• DIRECTIONS
Return word for word the lines of the items below, from the line containing "Exercise. Point to every instance of the hillside" through the last line of the items.

• DATA SECTION
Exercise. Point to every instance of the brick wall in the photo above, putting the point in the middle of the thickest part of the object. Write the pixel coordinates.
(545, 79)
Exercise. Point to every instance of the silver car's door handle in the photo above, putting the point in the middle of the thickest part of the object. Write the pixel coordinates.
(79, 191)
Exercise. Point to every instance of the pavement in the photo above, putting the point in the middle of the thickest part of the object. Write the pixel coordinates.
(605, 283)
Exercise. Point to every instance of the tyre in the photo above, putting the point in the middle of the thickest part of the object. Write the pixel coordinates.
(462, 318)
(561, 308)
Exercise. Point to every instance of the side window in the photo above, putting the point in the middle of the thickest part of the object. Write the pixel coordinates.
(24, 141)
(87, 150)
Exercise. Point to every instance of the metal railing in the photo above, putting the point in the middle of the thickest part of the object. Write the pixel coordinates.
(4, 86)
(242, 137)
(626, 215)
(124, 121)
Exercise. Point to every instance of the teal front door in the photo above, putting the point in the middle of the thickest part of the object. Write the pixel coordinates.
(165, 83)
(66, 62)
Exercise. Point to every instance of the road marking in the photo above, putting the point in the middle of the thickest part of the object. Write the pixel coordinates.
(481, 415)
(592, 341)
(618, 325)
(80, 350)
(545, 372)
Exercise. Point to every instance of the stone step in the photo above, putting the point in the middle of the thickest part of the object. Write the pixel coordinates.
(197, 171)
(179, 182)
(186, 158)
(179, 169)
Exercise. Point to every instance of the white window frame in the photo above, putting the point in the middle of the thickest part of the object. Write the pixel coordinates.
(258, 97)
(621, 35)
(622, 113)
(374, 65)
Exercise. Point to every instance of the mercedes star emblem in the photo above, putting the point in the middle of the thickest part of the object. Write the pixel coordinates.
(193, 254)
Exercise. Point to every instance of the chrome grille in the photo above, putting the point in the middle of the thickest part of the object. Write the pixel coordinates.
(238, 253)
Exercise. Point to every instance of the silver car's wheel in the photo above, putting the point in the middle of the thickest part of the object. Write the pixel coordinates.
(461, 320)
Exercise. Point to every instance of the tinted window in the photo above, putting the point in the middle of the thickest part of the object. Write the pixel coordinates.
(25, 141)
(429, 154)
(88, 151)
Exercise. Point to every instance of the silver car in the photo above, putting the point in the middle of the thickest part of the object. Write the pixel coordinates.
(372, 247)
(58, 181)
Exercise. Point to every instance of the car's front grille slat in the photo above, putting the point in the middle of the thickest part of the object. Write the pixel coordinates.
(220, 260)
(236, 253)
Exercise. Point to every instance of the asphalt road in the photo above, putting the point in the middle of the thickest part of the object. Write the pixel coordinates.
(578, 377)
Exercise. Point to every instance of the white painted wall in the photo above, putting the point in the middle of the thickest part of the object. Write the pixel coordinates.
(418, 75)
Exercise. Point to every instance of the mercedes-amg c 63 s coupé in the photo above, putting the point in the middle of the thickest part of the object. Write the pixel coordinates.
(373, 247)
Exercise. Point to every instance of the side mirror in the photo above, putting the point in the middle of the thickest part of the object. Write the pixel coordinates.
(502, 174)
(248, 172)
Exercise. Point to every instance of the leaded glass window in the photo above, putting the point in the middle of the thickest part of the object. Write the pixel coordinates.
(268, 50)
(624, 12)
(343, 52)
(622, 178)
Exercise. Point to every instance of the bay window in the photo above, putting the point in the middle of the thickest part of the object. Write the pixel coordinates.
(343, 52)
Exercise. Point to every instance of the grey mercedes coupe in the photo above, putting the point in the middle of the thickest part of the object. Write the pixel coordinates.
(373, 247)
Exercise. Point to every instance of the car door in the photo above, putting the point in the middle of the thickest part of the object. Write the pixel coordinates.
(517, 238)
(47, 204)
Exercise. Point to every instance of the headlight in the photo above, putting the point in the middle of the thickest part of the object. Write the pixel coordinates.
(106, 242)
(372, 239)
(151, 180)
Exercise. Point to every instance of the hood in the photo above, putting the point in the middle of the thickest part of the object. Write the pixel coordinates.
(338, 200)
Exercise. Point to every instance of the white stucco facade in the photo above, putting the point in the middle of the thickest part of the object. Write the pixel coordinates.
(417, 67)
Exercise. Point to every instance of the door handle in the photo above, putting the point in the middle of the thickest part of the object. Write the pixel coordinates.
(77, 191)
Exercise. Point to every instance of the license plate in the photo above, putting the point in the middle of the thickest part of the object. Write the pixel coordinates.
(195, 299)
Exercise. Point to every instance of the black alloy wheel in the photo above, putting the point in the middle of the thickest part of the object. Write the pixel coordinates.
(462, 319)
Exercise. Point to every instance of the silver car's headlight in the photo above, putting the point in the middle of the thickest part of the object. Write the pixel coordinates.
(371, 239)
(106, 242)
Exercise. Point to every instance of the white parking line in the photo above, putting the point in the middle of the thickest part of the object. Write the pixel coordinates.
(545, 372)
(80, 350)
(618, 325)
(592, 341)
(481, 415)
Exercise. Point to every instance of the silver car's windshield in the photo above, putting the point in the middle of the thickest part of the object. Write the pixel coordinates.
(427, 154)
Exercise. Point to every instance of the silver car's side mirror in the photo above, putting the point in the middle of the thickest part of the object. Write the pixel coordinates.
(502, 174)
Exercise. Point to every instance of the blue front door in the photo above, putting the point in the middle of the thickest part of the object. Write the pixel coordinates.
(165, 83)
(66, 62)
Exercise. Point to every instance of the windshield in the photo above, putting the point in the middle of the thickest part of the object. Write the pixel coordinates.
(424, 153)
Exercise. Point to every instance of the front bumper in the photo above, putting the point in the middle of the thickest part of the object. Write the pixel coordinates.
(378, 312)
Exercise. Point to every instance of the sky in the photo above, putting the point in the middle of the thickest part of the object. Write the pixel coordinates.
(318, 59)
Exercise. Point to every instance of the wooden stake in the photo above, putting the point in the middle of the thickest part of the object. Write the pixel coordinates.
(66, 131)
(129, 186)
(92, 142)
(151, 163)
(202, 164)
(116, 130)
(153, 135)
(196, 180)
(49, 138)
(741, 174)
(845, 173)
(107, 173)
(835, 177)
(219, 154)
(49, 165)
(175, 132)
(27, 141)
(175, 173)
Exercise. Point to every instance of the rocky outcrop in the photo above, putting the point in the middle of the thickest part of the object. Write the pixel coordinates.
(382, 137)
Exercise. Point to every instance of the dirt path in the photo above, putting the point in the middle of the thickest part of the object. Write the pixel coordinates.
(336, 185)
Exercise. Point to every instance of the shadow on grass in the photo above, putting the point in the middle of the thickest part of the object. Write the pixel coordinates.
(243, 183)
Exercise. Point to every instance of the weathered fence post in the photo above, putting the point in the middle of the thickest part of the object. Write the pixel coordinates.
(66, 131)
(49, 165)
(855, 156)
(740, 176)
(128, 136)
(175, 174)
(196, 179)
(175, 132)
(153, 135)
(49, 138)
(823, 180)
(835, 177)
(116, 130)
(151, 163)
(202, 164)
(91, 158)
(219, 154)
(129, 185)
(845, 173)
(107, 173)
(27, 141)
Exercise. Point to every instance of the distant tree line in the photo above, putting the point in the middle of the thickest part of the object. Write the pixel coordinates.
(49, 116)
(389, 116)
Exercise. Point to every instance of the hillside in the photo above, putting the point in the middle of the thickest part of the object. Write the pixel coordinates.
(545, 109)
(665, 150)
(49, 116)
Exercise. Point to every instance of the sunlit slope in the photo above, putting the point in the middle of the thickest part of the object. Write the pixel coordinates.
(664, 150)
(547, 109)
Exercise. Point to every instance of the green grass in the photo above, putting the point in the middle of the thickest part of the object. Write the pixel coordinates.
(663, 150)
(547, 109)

• SOLUTION FOR THIS EXERCISE
Exercise. Point to every instance of the hillside in the photo above, putting the point in the middle of the thickest part of the object. Write the pixel coordinates.
(545, 109)
(665, 150)
(49, 116)
Exercise. Point to every instance of the sunlit slope in the photo above, putting the point in the middle of the thickest part of the object. Write the pixel coordinates.
(664, 150)
(547, 109)
Exercise. Point to every instance of the green grass in the photo above, putting the point in the middle of the thickest part of the object. Write the pixel coordinates.
(663, 150)
(547, 109)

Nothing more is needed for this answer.